===== The input
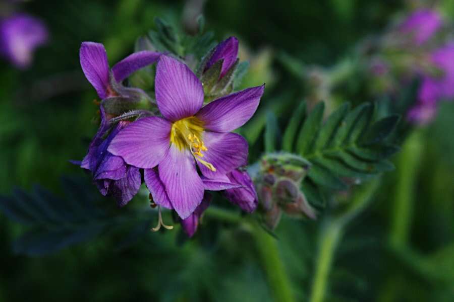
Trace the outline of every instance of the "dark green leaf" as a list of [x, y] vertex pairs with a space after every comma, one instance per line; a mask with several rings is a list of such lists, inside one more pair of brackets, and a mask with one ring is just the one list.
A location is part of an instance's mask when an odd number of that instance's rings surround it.
[[350, 104], [345, 103], [329, 116], [320, 130], [320, 133], [315, 141], [316, 150], [322, 149], [329, 145], [350, 108]]
[[277, 119], [272, 111], [266, 114], [266, 126], [265, 128], [265, 152], [274, 152], [278, 149], [279, 130]]
[[296, 151], [298, 154], [304, 156], [311, 150], [318, 134], [324, 109], [324, 103], [319, 103], [315, 105], [301, 127], [297, 141]]
[[382, 141], [394, 129], [400, 118], [399, 115], [393, 115], [375, 122], [361, 139], [361, 143], [372, 144]]
[[313, 165], [308, 176], [315, 183], [335, 190], [344, 190], [347, 185], [328, 169], [319, 165]]
[[284, 151], [292, 152], [293, 151], [293, 144], [295, 141], [297, 131], [300, 127], [300, 125], [303, 122], [304, 117], [306, 115], [306, 101], [303, 101], [297, 107], [296, 110], [292, 116], [290, 121], [286, 128], [282, 138], [282, 149]]

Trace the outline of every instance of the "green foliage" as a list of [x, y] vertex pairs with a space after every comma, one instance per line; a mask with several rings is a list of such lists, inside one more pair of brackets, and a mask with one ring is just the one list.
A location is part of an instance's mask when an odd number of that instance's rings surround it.
[[[291, 118], [282, 149], [312, 164], [303, 185], [311, 203], [324, 204], [322, 191], [345, 189], [349, 184], [393, 169], [386, 159], [399, 149], [390, 137], [398, 116], [377, 119], [374, 105], [365, 103], [350, 110], [350, 104], [345, 103], [323, 121], [324, 103], [316, 105], [305, 118], [306, 107], [301, 102]], [[271, 138], [277, 133], [272, 122], [267, 124], [265, 145], [276, 139]]]
[[0, 209], [9, 218], [29, 227], [14, 243], [15, 253], [40, 256], [91, 239], [117, 222], [96, 205], [85, 184], [64, 178], [65, 198], [36, 186], [31, 193], [17, 189], [0, 197]]

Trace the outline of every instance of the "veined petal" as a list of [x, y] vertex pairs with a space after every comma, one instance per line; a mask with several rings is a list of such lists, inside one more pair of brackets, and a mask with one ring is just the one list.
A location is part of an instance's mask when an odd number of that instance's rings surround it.
[[152, 116], [131, 123], [112, 140], [107, 150], [138, 168], [155, 167], [168, 149], [172, 124]]
[[222, 190], [226, 190], [227, 189], [233, 189], [242, 187], [241, 185], [231, 182], [230, 180], [226, 176], [215, 179], [202, 177], [202, 181], [203, 182], [205, 189], [209, 191], [221, 191]]
[[205, 67], [205, 70], [210, 68], [219, 60], [223, 60], [220, 77], [223, 77], [229, 69], [235, 63], [238, 56], [238, 40], [235, 37], [231, 37], [223, 41], [216, 46], [213, 55]]
[[171, 203], [182, 219], [187, 218], [203, 198], [203, 183], [194, 157], [189, 150], [180, 150], [173, 145], [158, 168]]
[[221, 178], [234, 169], [247, 164], [248, 142], [239, 134], [207, 131], [203, 134], [203, 142], [208, 150], [203, 153], [203, 159], [216, 169], [213, 172], [199, 164], [202, 173], [208, 178]]
[[195, 114], [203, 104], [203, 88], [189, 68], [162, 55], [155, 80], [156, 101], [162, 115], [173, 122]]
[[131, 54], [112, 67], [115, 81], [121, 82], [134, 72], [155, 62], [161, 54], [143, 50]]
[[95, 180], [107, 178], [118, 180], [124, 177], [126, 174], [126, 165], [123, 159], [107, 153], [102, 158], [93, 178]]
[[154, 202], [165, 208], [173, 209], [168, 196], [167, 196], [167, 193], [165, 192], [164, 184], [159, 178], [157, 169], [155, 168], [145, 169], [143, 172], [143, 178]]
[[99, 97], [104, 99], [109, 87], [109, 64], [104, 45], [94, 42], [83, 42], [79, 56], [85, 77]]
[[196, 116], [205, 129], [226, 132], [243, 126], [257, 110], [265, 85], [248, 88], [208, 104]]
[[197, 227], [199, 226], [199, 219], [205, 210], [208, 208], [211, 201], [211, 195], [206, 193], [203, 196], [202, 202], [194, 211], [194, 213], [188, 218], [181, 220], [181, 226], [185, 232], [190, 237], [192, 237], [197, 230]]

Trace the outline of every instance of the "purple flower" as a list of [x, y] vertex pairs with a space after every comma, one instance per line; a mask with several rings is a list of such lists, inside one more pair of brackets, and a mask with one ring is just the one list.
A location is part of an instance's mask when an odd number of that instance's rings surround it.
[[[112, 139], [129, 122], [122, 121], [110, 130], [104, 109], [102, 106], [100, 108], [101, 125], [80, 166], [91, 171], [101, 194], [112, 196], [119, 206], [123, 206], [138, 192], [142, 177], [139, 168], [127, 165], [121, 157], [107, 150]], [[103, 139], [109, 130], [107, 137]]]
[[214, 51], [205, 66], [205, 70], [209, 69], [218, 61], [222, 60], [222, 66], [219, 79], [225, 75], [235, 64], [238, 56], [238, 40], [231, 37], [216, 46]]
[[47, 38], [44, 24], [31, 16], [17, 14], [0, 22], [0, 54], [18, 68], [30, 66], [35, 49]]
[[134, 72], [155, 62], [160, 53], [143, 50], [126, 57], [110, 69], [104, 45], [93, 42], [82, 42], [79, 56], [85, 77], [101, 99], [120, 94], [116, 84]]
[[199, 219], [205, 210], [208, 208], [211, 201], [211, 195], [205, 193], [203, 196], [202, 202], [196, 208], [195, 210], [186, 219], [182, 219], [181, 226], [185, 232], [190, 237], [192, 237], [197, 230], [199, 225]]
[[413, 35], [414, 42], [420, 45], [430, 39], [442, 24], [434, 11], [419, 10], [409, 16], [399, 28], [401, 32]]
[[202, 107], [199, 79], [186, 65], [163, 55], [156, 67], [155, 90], [163, 117], [132, 123], [107, 150], [145, 169], [145, 183], [156, 203], [175, 209], [186, 219], [201, 202], [205, 189], [238, 187], [228, 182], [226, 174], [246, 164], [248, 143], [230, 131], [251, 118], [264, 89], [245, 89]]
[[454, 98], [454, 43], [436, 50], [430, 60], [438, 72], [423, 76], [418, 103], [408, 116], [409, 120], [421, 124], [428, 122], [435, 116], [438, 101]]
[[244, 211], [248, 213], [255, 211], [258, 205], [258, 199], [254, 183], [248, 172], [237, 169], [228, 173], [227, 177], [231, 183], [242, 186], [226, 190], [224, 192], [225, 197]]

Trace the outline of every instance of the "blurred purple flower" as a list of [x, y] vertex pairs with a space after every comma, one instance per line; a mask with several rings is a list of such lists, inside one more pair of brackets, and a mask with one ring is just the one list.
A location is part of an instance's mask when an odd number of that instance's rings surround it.
[[240, 188], [228, 189], [224, 192], [225, 197], [241, 209], [252, 213], [257, 208], [258, 199], [254, 183], [247, 171], [238, 169], [227, 174], [230, 182], [242, 186]]
[[442, 24], [441, 17], [435, 11], [427, 9], [415, 11], [399, 27], [401, 32], [413, 35], [417, 45], [430, 39]]
[[120, 122], [103, 139], [110, 125], [106, 120], [102, 106], [100, 109], [99, 129], [90, 144], [88, 153], [80, 166], [91, 171], [93, 180], [101, 194], [113, 196], [119, 206], [123, 206], [139, 191], [142, 177], [139, 168], [127, 165], [121, 157], [113, 155], [107, 149], [112, 139], [129, 122]]
[[203, 199], [202, 202], [196, 208], [195, 210], [191, 214], [189, 217], [181, 220], [181, 226], [183, 227], [185, 232], [188, 234], [190, 237], [194, 236], [196, 231], [197, 230], [197, 227], [199, 226], [199, 220], [200, 217], [205, 211], [211, 201], [211, 195], [205, 193], [203, 195]]
[[454, 43], [434, 51], [430, 61], [438, 72], [423, 76], [418, 102], [408, 116], [409, 120], [420, 124], [435, 116], [438, 102], [454, 99]]
[[79, 52], [80, 65], [85, 77], [101, 99], [118, 96], [112, 82], [114, 85], [121, 83], [135, 71], [155, 62], [160, 54], [148, 50], [135, 52], [109, 69], [105, 49], [102, 44], [83, 42]]
[[114, 138], [107, 150], [145, 169], [155, 202], [174, 208], [184, 219], [202, 202], [205, 190], [238, 187], [225, 175], [247, 164], [248, 143], [230, 131], [252, 116], [264, 87], [245, 89], [202, 107], [203, 88], [199, 79], [186, 65], [163, 55], [155, 87], [163, 117], [133, 122]]
[[0, 54], [18, 68], [29, 67], [33, 51], [48, 39], [47, 30], [39, 19], [20, 14], [0, 21]]
[[225, 75], [235, 64], [238, 56], [238, 40], [231, 37], [220, 42], [216, 46], [214, 52], [205, 66], [205, 70], [209, 69], [218, 61], [223, 60], [219, 79]]

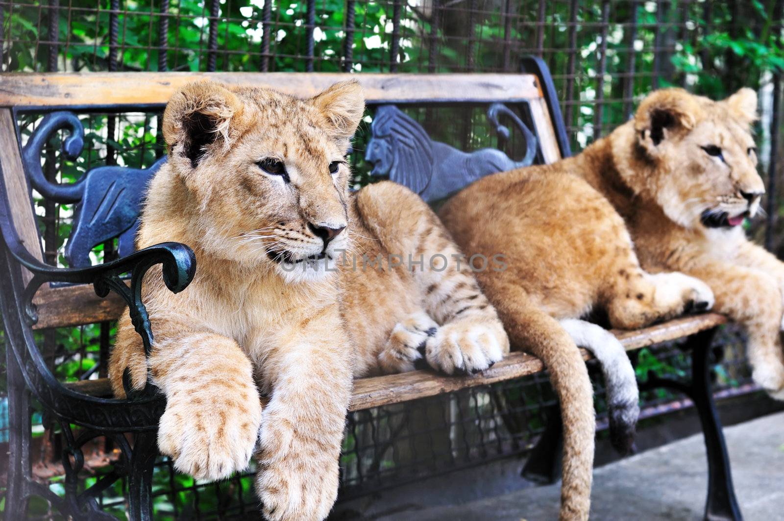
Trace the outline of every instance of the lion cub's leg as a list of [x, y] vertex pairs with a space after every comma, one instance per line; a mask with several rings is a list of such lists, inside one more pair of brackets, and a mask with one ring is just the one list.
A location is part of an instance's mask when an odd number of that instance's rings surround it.
[[307, 330], [288, 335], [258, 368], [271, 390], [255, 454], [268, 521], [324, 519], [337, 496], [352, 349], [336, 326], [337, 306], [310, 316]]
[[388, 253], [410, 264], [422, 296], [424, 312], [396, 326], [379, 356], [385, 370], [413, 368], [418, 359], [413, 348], [421, 345], [434, 325], [438, 328], [426, 338], [424, 357], [447, 374], [485, 370], [509, 352], [501, 321], [479, 289], [468, 260], [419, 195], [383, 181], [362, 188], [357, 204], [365, 225]]
[[[127, 312], [109, 362], [115, 395], [122, 373], [134, 388], [147, 377], [141, 341]], [[261, 423], [261, 402], [250, 360], [233, 340], [181, 323], [155, 320], [150, 356], [153, 382], [166, 396], [158, 446], [174, 468], [198, 479], [222, 479], [248, 467]]]
[[679, 272], [647, 273], [636, 257], [615, 274], [606, 306], [613, 327], [638, 329], [713, 305], [713, 293], [701, 280]]
[[509, 338], [467, 260], [463, 257], [460, 263], [457, 246], [441, 234], [423, 237], [420, 250], [432, 259], [425, 270], [416, 272], [424, 288], [425, 308], [441, 324], [426, 341], [428, 363], [447, 374], [477, 373], [492, 366], [509, 353]]

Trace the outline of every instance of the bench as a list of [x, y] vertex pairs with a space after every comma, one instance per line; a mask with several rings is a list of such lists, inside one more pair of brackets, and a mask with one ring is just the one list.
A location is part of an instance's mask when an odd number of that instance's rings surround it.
==========
- _Exercise directions_:
Reproduce, word for word, every line from the one containing "Trace the outline of every instance of the bench" down to the end of the entries.

- _Task output_:
Trace the outline of every instance of the bench as a list of [x, y] vertex pairs with a space after every comma, one instance per line; a mask with several rings is a list of such lists, inside one more pair of brackets, and a mask with one ring is just the one list.
A location is part of an instance's mask when an odd number of that instance's rings surround it.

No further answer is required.